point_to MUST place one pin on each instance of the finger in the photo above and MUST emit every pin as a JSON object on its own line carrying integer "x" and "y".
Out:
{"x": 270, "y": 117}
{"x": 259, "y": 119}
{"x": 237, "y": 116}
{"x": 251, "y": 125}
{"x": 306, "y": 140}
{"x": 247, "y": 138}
━━━━━━━━━━━━━━━━━━━━━━━━━━━━━━
→ What this task involves:
Render each line of the listing above as a numbered list, leaving out any blank lines.

→ Answer for the task:
1. point_to MUST place one pin on each instance of the finger in the photo above and MUST emit every pin as a JSON object on its own line carrying integer "x" and "y".
2. Out:
3. {"x": 270, "y": 117}
4. {"x": 259, "y": 119}
5. {"x": 237, "y": 116}
6. {"x": 251, "y": 125}
7. {"x": 306, "y": 140}
8. {"x": 247, "y": 138}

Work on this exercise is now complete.